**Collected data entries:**

********

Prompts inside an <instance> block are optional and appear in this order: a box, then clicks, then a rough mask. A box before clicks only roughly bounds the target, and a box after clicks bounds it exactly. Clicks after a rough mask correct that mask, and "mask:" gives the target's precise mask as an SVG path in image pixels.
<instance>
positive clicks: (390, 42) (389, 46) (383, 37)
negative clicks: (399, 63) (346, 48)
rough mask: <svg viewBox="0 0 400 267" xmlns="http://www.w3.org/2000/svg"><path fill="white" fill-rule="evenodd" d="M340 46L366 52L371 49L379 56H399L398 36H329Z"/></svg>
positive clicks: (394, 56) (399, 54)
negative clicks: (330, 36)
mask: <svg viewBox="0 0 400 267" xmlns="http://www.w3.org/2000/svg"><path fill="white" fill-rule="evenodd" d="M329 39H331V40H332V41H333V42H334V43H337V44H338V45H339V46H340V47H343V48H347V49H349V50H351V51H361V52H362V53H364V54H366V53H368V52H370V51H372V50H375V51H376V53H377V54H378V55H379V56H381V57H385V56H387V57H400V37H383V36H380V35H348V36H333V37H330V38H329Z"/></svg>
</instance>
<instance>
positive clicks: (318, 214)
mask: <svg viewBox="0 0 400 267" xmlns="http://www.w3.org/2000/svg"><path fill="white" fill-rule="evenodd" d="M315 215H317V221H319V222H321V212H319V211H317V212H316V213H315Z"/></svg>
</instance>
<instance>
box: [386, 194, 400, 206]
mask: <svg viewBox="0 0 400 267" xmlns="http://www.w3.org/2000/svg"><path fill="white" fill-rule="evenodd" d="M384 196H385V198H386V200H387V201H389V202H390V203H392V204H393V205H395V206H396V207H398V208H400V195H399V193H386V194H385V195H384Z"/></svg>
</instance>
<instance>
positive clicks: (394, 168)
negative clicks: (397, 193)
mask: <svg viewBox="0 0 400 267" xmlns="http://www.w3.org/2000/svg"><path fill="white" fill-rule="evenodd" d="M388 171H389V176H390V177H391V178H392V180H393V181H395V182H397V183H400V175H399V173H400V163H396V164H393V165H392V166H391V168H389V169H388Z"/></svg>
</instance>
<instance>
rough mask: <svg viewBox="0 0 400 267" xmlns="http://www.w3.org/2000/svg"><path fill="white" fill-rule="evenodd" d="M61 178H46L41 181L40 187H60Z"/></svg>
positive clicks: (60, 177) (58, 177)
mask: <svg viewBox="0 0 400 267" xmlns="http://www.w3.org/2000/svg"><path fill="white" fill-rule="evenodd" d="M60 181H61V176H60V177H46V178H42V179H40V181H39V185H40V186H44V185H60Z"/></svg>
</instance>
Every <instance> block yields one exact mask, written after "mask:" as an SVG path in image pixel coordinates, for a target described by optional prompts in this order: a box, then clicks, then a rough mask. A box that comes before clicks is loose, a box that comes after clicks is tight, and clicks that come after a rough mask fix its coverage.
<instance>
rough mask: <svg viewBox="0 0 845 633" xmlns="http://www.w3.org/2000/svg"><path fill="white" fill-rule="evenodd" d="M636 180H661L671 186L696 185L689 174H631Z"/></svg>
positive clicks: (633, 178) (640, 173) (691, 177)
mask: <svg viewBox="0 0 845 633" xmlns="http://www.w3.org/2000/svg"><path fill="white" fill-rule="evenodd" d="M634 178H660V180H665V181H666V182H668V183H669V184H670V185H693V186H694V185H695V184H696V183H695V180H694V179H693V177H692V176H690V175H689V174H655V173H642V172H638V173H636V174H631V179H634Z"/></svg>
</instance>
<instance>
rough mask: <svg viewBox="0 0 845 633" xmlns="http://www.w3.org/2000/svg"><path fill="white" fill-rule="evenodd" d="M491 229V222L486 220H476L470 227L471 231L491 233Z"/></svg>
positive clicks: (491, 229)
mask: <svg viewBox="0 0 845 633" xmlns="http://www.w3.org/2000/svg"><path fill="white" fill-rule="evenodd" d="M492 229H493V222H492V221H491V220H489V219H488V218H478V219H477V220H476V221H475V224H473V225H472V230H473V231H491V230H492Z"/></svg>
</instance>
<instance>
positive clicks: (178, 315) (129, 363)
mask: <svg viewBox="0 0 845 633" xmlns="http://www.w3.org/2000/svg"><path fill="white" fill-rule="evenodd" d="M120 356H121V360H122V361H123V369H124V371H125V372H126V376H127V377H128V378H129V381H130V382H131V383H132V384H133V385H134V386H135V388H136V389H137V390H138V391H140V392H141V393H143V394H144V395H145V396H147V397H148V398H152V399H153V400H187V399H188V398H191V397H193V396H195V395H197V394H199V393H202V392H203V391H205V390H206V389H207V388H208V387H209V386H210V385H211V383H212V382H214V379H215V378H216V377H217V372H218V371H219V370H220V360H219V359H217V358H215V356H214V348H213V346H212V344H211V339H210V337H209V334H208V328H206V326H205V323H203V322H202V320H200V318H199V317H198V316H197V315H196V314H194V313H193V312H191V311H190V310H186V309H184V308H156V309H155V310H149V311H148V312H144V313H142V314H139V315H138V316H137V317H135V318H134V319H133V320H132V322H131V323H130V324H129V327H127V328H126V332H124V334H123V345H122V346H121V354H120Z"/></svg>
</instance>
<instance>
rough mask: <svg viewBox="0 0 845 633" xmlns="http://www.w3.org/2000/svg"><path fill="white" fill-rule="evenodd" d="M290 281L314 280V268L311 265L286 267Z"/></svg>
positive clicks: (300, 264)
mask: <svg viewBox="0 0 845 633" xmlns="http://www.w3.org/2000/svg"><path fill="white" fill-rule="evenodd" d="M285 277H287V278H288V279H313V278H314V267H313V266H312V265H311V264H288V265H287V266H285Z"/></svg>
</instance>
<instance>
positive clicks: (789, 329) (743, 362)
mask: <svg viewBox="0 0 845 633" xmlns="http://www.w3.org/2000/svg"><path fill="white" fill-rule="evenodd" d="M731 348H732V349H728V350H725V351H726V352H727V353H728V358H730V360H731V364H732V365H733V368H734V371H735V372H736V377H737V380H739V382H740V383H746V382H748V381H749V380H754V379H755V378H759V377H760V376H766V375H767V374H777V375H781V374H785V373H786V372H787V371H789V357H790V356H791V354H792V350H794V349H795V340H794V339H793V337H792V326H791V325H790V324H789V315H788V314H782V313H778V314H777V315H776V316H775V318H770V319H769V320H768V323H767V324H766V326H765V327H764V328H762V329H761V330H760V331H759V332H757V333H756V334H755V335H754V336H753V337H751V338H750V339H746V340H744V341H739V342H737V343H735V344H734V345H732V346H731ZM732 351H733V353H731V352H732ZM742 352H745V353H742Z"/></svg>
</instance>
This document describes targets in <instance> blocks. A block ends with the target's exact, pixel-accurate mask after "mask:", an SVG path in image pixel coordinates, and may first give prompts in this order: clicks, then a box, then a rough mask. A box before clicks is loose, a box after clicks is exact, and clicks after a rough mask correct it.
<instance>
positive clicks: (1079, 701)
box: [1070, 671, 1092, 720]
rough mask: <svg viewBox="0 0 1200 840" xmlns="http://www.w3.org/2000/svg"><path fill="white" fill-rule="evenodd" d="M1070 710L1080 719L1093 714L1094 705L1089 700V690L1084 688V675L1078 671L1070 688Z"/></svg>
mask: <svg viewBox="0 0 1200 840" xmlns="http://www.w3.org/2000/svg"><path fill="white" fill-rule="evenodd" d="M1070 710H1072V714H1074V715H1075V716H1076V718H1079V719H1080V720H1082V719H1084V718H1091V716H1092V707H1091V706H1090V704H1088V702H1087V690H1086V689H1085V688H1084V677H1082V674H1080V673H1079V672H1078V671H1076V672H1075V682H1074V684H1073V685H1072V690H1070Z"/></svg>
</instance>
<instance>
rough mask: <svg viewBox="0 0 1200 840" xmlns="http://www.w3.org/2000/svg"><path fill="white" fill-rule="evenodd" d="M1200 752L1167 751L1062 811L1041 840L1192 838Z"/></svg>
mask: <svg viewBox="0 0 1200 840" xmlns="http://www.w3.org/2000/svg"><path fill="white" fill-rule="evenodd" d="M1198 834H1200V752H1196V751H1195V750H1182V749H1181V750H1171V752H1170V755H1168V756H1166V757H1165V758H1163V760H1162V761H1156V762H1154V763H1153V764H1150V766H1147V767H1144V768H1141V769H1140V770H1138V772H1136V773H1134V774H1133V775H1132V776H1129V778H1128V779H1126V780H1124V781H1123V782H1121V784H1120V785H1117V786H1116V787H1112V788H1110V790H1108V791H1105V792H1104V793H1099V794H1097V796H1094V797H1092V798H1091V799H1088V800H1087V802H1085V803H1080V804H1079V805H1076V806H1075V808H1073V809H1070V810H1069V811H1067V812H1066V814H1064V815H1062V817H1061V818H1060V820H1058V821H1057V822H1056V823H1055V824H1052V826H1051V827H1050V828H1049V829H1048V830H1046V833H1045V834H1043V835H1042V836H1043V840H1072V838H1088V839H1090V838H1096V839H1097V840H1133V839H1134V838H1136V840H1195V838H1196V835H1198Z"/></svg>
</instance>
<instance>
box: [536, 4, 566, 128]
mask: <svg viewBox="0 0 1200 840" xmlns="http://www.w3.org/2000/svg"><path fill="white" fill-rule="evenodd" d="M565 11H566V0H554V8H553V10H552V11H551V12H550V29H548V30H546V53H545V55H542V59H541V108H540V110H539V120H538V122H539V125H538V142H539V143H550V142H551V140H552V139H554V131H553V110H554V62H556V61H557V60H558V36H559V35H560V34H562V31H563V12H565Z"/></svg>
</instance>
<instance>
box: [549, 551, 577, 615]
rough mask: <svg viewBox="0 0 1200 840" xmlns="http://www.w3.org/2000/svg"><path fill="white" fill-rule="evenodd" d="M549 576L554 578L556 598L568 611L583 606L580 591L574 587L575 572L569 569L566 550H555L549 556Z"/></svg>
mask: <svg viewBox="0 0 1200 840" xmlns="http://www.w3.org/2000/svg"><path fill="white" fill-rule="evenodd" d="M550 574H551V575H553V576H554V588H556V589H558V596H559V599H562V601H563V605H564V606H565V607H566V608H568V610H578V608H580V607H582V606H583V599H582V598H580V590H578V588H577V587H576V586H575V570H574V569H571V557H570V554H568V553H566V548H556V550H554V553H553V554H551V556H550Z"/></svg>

********

**WHAT YOU NEED TO DO:** Will you return exactly the lines above from the one with "positive clicks: (789, 329) (743, 362)" down to the one with "box: [1070, 671, 1092, 720]", counting both as part of the range?

**ANSWER AREA:**
positive clicks: (789, 329) (743, 362)
mask: <svg viewBox="0 0 845 633" xmlns="http://www.w3.org/2000/svg"><path fill="white" fill-rule="evenodd" d="M731 348H732V349H728V350H725V351H726V352H727V353H728V358H730V360H731V364H732V365H733V368H734V371H735V372H736V377H737V380H739V382H740V383H746V382H748V381H749V380H754V379H755V378H759V377H760V376H766V375H767V374H777V375H781V374H785V373H786V372H787V371H789V357H790V356H791V354H792V350H794V349H795V340H794V339H793V337H792V326H791V325H790V324H789V315H788V314H782V313H778V314H777V315H776V316H775V318H770V319H769V320H768V323H767V324H766V326H765V327H764V328H762V329H761V330H760V331H759V332H757V333H756V334H755V335H754V336H753V337H751V338H750V339H746V340H744V341H739V342H737V343H735V344H734V345H732V346H731ZM732 351H733V353H731V352H732ZM742 352H745V353H742Z"/></svg>
</instance>
This document describes targets in <instance> blocks. A block ends with the target's exact, pixel-accurate mask after "mask:", an SVG path in image pixel coordinates, and may first give prompts in this order: clicks, then a box, then a rough mask. A box before clicks is loose, a box after clicks is exact, and clicks after a rough mask correct it.
<instance>
positive clicks: (1079, 701)
box: [1070, 671, 1092, 720]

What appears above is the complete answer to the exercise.